==== Page extract

Reputation: 55
I'm trying to implement simple k-means clustering using TensorFlow 2.0. It is expected that functions decorated with @tf.function
including those with for loops be converted using autograph.
Please let me know what is causing the ValueError.
tf_kmeans.py
import tensorflow as tf
import numpy as np
from typeguard import typechecked
from typing import Union
@tf.function
def train_kmeans(X: Union[tf.Tensor, np.ndarray],
k: Union[int, tf.Tensor],
n_iter: Union[int, tf.Tensor] = 10) -> (tf.Tensor, tf.Tensor):
X = tf.convert_to_tensor(X)
X = tf.cast(X, tf.float32)
assert len(tf.shape(X)) == 2, "Training data X must be represented as 2D array only"
m = tf.shape(X)[0]
k = tf.convert_to_tensor(k, dtype=tf.int64)
random_select = tf.random.shuffle(X)
init_centroids = random_select[:k]
centroids = tf.Variable(init_centroids)
clusters = tf.zeros([m, ], dtype=tf.int64)
clusters = tf.Variable(clusters)
for _ in tf.range(n_iter):
squared_diffs = tf.square(X[None, :, :] - centroids[:, None, :])
euclidean_dists = tf.reduce_sum(squared_diffs, axis=-1) ** 0.5
clusters.assign(tf.argmin(euclidean_dists, axis=0))
selector = tf.range(k)[:, None] == clusters[None, :]
for c in tf.range(k):
select = selector[c]
points = X[select]
mean_points = tf.reduce_mean(points, axis=0)
centroids[c].assign(mean_points)
centroids = tf.convert_to_tensor(centroids)
return centroids, clusters
The following code is used to call the function:
tf_means_test.py
import tensorflow as tf
import numpy as np
X = np.array([[ 2., 10.],
[ 2., 5.],
[ 8., 4.],
[ 5., 8.],
[ 7., 5.],
[ 6., 4.],
[ 1., 2.],
[ 4., 9.]])
k = 3
import tf_kmeans
centroids, clusters = tf_kmeans.train_kmeans(X, k)
print(centroids)
print(clusters)
Error message is provided below.
2020-04-11 00:58:33.140511: I tensorflow/core/platform/cpu_feature_guard.cc:143] Your CPU supports instructions that this TensorFlow binary was not compiled to use: AVX2 FMA
2020-04-11 00:58:33.217765: I tensorflow/compiler/xla/service/service.cc:168] XLA service 0x7ffc4f310c50 initialized for platform Host (this does not guarantee that XLA will be used). Devices:
2020-04-11 00:58:33.217798: I tensorflow/compiler/xla/service/service.cc:176] StreamExecutor device (0): Host, Default Version
WARNING:tensorflow:From /Users/swg/opt/homebrew/lib/python3.7/site-packages/tensorflow/python/ops/resource_variable_ops.py:1817: calling BaseResourceVariable.__init__ (from tensorflow.python.ops.resource_variable_ops) with constraint is deprecated and will be removed in a future version.

========
==== Extracted data

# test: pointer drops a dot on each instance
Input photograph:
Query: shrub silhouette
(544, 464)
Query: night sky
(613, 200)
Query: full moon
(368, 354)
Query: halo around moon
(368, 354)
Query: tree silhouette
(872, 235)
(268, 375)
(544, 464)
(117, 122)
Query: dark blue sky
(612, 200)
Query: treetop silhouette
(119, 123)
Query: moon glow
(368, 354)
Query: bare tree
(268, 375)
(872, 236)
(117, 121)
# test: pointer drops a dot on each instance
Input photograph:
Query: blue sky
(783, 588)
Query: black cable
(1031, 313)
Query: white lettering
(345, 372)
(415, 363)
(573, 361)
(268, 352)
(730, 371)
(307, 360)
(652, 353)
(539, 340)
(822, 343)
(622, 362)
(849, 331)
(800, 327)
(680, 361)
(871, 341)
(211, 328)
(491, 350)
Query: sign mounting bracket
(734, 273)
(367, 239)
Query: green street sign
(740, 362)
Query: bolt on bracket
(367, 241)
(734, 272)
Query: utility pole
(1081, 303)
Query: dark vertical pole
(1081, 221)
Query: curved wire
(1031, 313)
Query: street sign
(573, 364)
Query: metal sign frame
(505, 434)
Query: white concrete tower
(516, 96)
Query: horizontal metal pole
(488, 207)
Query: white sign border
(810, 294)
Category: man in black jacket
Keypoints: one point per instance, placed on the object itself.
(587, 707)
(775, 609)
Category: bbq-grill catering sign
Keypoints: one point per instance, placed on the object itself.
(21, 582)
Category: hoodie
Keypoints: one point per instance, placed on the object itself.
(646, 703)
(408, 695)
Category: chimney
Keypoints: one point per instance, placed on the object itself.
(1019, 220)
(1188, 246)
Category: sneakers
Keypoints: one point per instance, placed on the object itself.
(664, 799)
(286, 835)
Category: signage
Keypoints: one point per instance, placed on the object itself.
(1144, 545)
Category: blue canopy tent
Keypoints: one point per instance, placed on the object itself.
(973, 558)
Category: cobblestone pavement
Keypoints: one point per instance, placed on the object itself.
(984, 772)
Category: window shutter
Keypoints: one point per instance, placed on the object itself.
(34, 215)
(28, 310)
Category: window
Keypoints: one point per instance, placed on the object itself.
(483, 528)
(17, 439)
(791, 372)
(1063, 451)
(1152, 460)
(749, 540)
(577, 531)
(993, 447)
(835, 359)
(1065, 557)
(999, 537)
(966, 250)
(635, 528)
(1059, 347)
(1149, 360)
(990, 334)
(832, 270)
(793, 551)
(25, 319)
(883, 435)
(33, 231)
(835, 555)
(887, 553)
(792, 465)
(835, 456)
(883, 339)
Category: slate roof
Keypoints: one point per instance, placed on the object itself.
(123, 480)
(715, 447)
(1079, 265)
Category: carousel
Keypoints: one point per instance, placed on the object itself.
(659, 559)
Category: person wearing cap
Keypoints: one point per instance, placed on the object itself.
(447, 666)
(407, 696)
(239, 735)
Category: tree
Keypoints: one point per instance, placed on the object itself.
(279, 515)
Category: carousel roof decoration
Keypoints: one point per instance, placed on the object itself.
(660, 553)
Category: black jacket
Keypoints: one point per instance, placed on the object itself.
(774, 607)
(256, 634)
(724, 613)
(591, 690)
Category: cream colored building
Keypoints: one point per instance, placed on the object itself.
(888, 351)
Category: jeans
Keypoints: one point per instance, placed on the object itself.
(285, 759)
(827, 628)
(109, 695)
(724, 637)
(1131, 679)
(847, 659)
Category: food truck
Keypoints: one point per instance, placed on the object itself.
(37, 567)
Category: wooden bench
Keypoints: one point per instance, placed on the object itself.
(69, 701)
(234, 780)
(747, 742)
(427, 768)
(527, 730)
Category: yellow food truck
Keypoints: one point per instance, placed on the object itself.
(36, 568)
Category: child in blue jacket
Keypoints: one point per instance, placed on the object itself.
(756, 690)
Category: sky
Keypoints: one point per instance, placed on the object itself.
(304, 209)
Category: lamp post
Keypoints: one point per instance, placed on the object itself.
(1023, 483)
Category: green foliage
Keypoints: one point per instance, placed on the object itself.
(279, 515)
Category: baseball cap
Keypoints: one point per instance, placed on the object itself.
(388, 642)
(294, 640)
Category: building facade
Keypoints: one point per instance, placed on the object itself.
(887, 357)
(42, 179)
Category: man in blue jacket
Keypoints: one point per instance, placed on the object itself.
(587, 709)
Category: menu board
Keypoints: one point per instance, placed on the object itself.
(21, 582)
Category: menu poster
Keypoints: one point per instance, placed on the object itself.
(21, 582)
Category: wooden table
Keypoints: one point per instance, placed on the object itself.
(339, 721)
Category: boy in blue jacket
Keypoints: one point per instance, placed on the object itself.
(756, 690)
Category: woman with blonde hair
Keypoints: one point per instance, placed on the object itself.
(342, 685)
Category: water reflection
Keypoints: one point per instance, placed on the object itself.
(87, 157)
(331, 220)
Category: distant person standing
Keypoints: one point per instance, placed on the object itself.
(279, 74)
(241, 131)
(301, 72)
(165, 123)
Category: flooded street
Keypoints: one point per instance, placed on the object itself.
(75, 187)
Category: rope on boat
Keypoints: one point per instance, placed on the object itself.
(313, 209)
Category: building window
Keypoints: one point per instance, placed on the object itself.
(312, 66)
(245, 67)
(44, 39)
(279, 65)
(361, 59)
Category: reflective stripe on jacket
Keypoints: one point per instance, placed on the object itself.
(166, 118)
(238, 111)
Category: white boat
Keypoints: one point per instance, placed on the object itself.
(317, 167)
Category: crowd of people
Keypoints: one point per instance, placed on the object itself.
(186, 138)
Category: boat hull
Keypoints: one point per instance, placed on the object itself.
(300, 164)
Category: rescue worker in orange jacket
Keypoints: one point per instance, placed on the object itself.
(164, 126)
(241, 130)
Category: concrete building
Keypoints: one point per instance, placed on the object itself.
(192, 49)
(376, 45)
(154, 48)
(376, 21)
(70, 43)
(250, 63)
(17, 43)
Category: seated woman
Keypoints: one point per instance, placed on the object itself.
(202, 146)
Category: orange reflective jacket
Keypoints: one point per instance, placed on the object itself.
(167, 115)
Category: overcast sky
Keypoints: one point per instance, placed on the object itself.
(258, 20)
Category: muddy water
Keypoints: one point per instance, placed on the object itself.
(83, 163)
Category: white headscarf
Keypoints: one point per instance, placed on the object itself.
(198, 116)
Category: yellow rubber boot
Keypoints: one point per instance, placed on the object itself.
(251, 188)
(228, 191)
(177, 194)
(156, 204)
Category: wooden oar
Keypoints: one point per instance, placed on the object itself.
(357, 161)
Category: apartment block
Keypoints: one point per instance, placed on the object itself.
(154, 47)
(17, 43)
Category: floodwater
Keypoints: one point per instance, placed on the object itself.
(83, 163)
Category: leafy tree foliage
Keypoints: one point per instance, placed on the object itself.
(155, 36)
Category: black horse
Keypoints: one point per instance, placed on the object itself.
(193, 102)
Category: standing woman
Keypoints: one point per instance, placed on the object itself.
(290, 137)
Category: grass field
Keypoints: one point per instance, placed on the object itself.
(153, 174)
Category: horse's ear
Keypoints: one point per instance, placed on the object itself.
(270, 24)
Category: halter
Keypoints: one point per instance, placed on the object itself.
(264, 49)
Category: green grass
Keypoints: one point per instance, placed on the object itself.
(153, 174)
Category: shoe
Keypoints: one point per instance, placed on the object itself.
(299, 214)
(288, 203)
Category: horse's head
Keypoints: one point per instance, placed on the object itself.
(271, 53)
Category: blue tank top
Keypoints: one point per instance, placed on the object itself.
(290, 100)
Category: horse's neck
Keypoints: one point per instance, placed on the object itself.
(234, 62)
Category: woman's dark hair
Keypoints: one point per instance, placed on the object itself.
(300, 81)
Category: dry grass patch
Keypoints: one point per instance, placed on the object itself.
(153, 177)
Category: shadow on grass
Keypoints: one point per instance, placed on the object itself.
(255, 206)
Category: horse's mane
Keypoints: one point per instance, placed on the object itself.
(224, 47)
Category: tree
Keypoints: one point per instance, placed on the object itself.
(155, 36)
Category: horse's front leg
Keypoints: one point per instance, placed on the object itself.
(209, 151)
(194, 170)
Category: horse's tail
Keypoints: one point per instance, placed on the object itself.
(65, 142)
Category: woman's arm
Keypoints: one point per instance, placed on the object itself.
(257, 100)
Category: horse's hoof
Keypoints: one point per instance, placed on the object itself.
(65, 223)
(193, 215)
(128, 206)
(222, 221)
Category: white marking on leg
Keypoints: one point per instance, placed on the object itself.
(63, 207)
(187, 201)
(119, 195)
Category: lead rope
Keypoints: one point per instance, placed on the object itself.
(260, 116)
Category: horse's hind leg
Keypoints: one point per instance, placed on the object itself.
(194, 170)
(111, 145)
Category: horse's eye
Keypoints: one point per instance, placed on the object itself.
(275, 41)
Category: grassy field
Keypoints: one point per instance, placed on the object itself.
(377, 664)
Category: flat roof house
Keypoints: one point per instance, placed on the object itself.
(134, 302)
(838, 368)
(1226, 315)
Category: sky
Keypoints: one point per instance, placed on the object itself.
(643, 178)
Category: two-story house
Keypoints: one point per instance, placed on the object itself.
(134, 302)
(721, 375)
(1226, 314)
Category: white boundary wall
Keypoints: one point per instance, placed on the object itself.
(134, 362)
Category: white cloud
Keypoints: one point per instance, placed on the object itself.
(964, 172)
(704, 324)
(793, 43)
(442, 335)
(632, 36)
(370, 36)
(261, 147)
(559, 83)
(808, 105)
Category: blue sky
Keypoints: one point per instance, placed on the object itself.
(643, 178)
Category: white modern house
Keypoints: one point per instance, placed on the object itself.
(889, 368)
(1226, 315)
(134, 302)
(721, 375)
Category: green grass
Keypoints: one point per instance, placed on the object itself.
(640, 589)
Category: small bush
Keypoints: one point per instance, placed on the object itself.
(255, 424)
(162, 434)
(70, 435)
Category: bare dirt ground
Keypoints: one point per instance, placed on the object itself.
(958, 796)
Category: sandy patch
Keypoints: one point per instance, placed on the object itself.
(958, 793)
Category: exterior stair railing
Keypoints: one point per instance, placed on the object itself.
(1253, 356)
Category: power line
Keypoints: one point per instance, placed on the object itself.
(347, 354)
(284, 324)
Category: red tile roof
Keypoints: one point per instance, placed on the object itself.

========

## [Task list]
A – Answer these about the TensorFlow k-means thread, marking each answer (i), (ii), (iii) to match:
(i) What value of k does the calling script pass?
(ii) What is the default value of n_iter in train_kmeans?
(iii) Which CPU instructions does the log say the TensorFlow binary was not compiled to use?
B – Can you carry on the TensorFlow k-means thread from its last line?

## [Results in order]
A –
(i) 3
(ii) 10
(iii) AVX2 FMA

B –
Instructions for updating:
If using Keras pass *_constraint arguments to layers.
Traceback (most recent call last):
File "tf_kmeans_test.py", line 15, in <module>
centroids, clusters = tf_kmeans.train_kmeans(X, k)
File "/Users/swg/opt/homebrew/lib/python3.7/site-packages/tensorflow/python/eager/def_function.py", line 580, in __call__
result = self._call(*args, **kwds)
File "/Users/swg/opt/homebrew/lib/python3.7/site-packages/tensorflow/python/eager/def_function.py", line 708, in _call
return function_lib.defun(fn_with_cond)(*canon_args, **canon_kwds)
File "/Users/swg/opt/homebrew/lib/python3.7/site-packages/tensorflow/python/eager/function.py", line 2419, in __call__
graph_function, args, kwargs = self._maybe_define_function(args, kwargs)
File "/Users/swg/opt/homebrew/lib/python3.7/site-packages/tensorflow/python/eager/function.py", line 2777, in _maybe_define_function
graph_function = self._create_graph_function(args, kwargs)
File "/Users/swg/opt/homebrew/lib/python3.7/site-packages/tensorflow/python/eager/function.py", line 2667, in _create_graph_function
capture_by_value=self._capture_by_value),
File "/Users/swg/opt/homebrew/lib/python3.7/site-packages/tensorflow/python/framework/func_graph.py", line 981, in func_graph_from_py_func
func_outputs = python_func(*func_args, **func_kwargs)
File "/Users/swg/opt/homebrew/lib/python3.7/site-packages/tensorflow/python/framework/func_graph.py", line 968, in wrapper
raise e.ag_error_metadata.to_exception(e)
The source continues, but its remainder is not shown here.